Source records
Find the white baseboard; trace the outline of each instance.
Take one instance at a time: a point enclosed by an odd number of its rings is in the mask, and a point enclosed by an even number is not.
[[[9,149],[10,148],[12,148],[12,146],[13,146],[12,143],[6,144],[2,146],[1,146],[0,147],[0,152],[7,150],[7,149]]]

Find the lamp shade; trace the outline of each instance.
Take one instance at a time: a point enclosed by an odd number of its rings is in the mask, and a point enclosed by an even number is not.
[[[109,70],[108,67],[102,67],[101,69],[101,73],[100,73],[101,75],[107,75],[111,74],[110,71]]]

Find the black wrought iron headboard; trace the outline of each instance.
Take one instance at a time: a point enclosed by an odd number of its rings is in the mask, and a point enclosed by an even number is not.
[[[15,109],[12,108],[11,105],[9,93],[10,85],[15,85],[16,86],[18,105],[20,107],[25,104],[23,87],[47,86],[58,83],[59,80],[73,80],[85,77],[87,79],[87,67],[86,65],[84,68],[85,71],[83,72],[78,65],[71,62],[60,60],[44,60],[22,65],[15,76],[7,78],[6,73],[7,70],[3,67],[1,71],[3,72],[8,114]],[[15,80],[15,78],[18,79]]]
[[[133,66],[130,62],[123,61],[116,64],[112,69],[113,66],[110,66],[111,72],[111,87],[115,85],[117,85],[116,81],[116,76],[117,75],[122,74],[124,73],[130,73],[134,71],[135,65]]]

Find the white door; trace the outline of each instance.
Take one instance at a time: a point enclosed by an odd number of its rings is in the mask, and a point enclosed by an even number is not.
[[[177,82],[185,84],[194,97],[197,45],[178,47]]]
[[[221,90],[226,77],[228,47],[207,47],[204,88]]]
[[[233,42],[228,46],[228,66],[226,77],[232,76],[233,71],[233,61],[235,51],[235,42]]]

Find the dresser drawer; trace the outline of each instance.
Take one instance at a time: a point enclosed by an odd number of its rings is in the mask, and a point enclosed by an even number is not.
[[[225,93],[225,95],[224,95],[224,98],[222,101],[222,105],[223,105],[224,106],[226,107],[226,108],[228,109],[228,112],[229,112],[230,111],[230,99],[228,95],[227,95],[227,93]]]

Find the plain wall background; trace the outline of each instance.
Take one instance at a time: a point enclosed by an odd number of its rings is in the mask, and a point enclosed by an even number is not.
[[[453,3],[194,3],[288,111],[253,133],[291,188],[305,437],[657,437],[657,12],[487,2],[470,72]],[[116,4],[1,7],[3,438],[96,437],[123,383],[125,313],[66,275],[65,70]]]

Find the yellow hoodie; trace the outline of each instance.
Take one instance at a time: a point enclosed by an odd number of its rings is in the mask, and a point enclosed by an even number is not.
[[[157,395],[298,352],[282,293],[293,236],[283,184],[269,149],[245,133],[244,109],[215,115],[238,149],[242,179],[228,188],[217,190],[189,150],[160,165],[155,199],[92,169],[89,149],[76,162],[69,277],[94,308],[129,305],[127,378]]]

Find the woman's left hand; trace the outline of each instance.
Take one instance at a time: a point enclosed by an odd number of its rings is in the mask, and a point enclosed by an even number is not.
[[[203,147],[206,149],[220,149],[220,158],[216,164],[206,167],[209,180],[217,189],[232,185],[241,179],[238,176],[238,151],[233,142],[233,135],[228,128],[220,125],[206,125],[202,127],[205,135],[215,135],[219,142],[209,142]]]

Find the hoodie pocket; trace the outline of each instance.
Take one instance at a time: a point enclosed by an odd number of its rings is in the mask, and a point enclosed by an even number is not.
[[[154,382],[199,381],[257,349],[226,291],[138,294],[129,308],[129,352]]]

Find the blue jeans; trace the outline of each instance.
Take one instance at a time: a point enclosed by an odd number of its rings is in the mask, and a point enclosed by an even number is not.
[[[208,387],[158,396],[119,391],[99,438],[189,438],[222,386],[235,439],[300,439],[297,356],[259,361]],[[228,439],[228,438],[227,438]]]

DIRECTIVE
Please retype, character for character, the stretch of lines above from the one containing "Find the hoodie" through the last line.

ANSWER FOR THE TASK
Find the hoodie pocket; trace the outline of each instance.
Take one instance at a time: a point enclosed by an odd number of its rings is in the mask, and a point enclosed by an even number is not.
[[[154,382],[199,381],[257,349],[226,291],[138,294],[129,308],[129,352]]]

Find the blue jeans; trace the outline of each instance.
Take one instance at a time: a point enclosed by an odd number of its rings is in the mask, and a point enclosed by an even number is not.
[[[208,387],[158,396],[119,391],[99,438],[189,438],[222,386],[235,439],[300,439],[297,356],[259,361]],[[228,439],[228,438],[227,438]]]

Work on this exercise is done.